* [EXERCISE REQUIREMENTS] Reproduce the records verbatim from their first line through the line containing "[49,301,334,691]", including that line.

* [Data drawn from a collection]
------------------------------------------------------------------------
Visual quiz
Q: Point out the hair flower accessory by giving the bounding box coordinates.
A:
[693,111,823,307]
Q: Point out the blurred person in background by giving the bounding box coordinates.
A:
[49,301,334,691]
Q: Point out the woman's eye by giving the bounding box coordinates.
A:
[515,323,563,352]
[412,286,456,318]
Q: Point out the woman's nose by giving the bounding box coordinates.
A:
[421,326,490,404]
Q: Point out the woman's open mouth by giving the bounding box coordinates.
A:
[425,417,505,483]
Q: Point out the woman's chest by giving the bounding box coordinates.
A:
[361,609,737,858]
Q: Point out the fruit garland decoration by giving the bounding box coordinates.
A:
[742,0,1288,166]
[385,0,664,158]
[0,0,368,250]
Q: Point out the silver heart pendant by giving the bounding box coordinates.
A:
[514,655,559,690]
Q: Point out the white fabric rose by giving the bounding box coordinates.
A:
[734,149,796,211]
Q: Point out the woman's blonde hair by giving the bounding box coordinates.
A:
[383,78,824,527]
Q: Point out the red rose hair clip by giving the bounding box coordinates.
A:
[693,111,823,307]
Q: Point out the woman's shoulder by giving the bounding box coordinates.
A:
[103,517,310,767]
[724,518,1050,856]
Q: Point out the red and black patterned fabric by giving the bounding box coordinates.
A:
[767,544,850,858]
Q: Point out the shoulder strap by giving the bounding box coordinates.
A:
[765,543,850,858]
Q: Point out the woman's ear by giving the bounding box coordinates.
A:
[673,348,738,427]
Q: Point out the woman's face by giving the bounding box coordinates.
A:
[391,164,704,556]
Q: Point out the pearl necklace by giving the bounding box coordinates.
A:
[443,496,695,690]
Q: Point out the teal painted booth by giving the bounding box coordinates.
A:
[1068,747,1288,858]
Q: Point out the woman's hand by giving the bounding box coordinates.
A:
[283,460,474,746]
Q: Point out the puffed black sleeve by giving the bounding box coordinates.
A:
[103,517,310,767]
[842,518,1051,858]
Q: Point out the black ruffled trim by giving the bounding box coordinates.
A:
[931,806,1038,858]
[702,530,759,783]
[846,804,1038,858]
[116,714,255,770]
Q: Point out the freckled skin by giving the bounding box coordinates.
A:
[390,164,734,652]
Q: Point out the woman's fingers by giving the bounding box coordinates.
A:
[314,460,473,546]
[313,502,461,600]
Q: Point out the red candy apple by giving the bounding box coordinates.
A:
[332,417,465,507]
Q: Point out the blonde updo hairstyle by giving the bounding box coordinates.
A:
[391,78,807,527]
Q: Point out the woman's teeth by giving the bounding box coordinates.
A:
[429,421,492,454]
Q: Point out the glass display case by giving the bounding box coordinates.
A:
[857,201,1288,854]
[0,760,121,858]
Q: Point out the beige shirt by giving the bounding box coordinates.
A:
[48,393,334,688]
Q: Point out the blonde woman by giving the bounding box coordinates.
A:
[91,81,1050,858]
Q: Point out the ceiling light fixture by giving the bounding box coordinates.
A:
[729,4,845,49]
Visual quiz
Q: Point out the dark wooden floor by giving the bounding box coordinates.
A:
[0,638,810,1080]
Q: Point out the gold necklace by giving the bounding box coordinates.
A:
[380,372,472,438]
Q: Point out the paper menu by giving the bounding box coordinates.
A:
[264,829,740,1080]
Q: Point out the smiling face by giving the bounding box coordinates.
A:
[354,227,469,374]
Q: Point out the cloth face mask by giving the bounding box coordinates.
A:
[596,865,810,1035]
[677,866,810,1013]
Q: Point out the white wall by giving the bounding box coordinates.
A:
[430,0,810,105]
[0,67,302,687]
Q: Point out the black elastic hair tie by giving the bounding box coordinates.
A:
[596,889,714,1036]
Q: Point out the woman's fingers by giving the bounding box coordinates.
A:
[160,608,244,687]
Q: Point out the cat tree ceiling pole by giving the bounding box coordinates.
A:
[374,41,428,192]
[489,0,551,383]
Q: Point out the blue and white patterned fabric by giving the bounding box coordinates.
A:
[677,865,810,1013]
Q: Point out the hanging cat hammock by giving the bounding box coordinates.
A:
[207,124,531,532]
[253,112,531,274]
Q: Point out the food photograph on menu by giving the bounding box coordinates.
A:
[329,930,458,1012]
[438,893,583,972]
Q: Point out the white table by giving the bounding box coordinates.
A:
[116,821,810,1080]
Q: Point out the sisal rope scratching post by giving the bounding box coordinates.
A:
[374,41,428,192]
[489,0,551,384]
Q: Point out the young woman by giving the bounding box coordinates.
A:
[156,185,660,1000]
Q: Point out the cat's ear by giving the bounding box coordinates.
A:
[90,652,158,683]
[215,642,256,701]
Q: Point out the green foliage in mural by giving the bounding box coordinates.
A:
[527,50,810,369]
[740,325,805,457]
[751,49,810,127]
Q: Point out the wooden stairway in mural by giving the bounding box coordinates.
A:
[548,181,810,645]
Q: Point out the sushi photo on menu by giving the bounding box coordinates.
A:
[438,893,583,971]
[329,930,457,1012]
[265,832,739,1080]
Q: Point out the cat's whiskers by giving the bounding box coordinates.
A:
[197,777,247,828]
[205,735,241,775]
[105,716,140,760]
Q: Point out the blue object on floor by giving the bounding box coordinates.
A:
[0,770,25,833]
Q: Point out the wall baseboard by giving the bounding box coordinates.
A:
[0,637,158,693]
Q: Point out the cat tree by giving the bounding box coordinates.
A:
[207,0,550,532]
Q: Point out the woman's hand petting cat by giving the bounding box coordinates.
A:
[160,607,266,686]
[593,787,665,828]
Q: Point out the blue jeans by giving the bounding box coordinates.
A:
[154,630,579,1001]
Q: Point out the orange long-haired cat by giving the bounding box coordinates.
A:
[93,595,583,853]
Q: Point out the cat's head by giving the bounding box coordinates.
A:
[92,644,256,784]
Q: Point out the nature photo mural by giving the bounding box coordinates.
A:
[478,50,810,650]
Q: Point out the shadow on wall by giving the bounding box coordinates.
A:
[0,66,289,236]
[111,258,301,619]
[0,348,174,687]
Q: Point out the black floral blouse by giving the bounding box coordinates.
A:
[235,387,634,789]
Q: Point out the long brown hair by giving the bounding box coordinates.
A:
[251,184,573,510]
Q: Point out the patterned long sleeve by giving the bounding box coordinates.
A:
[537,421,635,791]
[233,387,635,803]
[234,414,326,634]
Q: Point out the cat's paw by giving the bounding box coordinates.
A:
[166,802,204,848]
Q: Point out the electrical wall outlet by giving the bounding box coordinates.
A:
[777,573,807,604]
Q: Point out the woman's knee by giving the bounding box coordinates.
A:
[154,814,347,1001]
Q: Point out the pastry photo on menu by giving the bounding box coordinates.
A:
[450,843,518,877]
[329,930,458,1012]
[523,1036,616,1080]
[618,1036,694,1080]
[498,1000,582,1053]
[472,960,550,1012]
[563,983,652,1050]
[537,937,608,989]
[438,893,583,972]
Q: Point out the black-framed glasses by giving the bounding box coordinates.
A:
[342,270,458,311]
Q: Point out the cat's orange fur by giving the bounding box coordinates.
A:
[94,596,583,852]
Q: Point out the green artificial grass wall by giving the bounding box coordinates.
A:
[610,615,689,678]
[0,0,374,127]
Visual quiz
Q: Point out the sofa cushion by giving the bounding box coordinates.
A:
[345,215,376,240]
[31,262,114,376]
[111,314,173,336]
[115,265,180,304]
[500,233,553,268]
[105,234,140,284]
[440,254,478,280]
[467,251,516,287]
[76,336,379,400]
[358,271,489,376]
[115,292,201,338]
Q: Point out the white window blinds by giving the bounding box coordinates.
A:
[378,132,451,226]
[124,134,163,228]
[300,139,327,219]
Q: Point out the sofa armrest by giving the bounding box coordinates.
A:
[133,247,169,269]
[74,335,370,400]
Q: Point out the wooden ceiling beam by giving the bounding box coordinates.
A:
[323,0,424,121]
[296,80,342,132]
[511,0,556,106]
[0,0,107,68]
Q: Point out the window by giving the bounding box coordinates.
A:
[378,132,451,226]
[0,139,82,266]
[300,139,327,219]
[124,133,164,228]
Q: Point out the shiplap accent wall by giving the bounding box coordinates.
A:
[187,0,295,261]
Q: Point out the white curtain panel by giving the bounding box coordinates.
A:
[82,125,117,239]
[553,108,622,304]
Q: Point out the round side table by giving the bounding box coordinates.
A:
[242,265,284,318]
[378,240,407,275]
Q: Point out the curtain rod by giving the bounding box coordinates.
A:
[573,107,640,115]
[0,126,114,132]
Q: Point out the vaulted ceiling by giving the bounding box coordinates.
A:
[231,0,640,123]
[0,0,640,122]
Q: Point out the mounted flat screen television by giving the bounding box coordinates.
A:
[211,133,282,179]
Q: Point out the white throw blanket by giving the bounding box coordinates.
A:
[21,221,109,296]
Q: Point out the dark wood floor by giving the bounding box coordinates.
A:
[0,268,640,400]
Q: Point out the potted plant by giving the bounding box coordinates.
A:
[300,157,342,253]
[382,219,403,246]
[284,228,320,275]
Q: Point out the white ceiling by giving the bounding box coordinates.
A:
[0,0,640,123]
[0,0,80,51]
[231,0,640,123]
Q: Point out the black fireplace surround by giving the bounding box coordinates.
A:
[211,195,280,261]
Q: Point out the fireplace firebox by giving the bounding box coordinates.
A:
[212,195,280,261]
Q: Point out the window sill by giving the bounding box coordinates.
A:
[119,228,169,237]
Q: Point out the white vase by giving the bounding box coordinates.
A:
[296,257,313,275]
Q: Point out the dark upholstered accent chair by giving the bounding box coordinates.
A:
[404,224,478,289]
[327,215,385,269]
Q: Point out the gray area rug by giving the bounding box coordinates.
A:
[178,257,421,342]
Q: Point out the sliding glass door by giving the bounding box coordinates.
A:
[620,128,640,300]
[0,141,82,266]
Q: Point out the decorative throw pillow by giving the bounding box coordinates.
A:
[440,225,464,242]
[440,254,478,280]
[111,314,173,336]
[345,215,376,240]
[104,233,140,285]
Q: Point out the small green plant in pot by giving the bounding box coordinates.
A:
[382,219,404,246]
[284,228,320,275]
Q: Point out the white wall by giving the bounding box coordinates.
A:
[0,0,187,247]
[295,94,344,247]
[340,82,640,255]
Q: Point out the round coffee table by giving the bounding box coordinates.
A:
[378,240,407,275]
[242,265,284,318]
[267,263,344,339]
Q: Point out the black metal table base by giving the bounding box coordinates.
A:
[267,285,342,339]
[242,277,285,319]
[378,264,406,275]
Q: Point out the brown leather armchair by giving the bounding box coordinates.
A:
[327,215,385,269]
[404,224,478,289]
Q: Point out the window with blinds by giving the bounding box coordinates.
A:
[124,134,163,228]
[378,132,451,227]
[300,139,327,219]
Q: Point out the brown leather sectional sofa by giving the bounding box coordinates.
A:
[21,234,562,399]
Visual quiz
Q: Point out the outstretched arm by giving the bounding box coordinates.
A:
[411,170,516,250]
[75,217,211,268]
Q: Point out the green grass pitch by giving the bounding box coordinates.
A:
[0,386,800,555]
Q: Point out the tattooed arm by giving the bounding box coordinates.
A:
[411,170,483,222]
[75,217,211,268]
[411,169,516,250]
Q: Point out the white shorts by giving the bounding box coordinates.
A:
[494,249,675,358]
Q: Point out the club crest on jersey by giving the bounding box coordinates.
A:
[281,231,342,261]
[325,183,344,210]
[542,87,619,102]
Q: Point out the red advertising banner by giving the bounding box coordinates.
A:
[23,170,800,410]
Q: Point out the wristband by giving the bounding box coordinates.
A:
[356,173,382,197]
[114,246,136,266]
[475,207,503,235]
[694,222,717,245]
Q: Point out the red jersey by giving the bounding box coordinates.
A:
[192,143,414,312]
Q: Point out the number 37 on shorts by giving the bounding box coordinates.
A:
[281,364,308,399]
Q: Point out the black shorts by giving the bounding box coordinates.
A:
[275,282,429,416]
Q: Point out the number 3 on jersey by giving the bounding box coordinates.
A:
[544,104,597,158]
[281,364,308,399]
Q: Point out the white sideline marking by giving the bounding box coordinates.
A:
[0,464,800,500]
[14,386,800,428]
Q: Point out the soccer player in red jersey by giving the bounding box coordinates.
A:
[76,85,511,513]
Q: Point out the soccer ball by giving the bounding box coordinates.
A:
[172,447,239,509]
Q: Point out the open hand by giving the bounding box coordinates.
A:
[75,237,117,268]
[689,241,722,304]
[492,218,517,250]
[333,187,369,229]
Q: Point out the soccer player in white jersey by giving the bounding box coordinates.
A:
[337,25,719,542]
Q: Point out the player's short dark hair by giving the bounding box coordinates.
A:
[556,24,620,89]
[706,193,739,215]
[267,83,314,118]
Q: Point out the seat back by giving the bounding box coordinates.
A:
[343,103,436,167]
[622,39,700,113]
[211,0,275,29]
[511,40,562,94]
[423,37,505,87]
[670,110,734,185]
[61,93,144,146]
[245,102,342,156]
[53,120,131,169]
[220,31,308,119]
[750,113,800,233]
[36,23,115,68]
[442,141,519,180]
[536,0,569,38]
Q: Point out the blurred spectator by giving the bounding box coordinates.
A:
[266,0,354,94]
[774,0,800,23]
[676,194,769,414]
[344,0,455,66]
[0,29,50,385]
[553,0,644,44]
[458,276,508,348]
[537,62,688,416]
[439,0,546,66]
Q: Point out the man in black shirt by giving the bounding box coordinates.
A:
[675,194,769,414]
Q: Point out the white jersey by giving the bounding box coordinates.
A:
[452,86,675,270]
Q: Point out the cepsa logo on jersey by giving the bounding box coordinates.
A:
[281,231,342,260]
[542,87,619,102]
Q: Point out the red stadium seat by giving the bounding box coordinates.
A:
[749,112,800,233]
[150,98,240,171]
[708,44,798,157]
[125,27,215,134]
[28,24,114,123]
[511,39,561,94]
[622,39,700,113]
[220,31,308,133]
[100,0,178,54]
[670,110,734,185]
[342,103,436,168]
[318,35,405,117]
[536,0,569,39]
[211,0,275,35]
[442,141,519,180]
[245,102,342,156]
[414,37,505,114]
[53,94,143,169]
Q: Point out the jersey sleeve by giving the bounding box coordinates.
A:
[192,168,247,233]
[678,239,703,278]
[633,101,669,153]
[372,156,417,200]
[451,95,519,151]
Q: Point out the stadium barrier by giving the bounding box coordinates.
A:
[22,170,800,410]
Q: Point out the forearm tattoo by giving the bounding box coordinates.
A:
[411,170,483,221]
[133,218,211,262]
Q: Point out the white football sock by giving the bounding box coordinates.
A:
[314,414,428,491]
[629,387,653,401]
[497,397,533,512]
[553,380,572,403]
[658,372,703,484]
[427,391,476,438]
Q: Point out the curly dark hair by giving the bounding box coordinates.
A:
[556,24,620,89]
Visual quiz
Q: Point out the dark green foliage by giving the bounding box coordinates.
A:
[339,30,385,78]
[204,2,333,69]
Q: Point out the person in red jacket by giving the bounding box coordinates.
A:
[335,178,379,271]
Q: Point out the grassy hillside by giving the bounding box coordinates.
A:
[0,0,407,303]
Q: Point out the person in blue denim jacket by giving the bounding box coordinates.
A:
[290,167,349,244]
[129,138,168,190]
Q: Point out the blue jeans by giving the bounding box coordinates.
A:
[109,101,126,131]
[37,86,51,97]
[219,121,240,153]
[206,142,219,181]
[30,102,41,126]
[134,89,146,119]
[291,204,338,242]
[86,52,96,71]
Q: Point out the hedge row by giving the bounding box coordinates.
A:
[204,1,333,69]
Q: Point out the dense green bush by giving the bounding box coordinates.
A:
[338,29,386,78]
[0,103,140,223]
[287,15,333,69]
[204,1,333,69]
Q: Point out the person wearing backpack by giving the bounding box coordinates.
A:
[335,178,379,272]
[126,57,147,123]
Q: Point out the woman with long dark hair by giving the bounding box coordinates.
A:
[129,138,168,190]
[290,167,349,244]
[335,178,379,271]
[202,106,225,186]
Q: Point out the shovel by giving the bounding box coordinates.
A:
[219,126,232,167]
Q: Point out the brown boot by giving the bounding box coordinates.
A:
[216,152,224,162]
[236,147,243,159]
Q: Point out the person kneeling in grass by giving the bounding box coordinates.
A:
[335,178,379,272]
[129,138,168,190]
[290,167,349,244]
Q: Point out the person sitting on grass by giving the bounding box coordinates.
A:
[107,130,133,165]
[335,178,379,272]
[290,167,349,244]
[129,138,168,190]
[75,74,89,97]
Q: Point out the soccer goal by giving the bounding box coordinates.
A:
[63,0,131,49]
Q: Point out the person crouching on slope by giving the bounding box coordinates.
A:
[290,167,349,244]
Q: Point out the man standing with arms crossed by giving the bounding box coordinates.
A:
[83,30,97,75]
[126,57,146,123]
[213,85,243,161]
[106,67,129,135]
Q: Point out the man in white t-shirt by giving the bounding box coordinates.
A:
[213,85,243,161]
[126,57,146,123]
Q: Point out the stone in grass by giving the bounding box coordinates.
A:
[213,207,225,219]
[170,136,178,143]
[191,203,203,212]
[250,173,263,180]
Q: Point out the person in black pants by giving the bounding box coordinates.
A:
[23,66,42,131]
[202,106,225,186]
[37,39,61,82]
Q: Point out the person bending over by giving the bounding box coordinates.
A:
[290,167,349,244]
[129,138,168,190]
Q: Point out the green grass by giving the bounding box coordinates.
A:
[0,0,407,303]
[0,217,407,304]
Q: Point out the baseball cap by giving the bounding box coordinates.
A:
------------------------------------------------------------------------
* [FINAL ANSWER]
Visual quiz
Q: Point out the hair flower accessory by giving the bounding box coordinates.
A:
[693,111,823,307]
Q: Point out the blurred person in background by giving the bounding box coordinates.
A:
[49,301,334,691]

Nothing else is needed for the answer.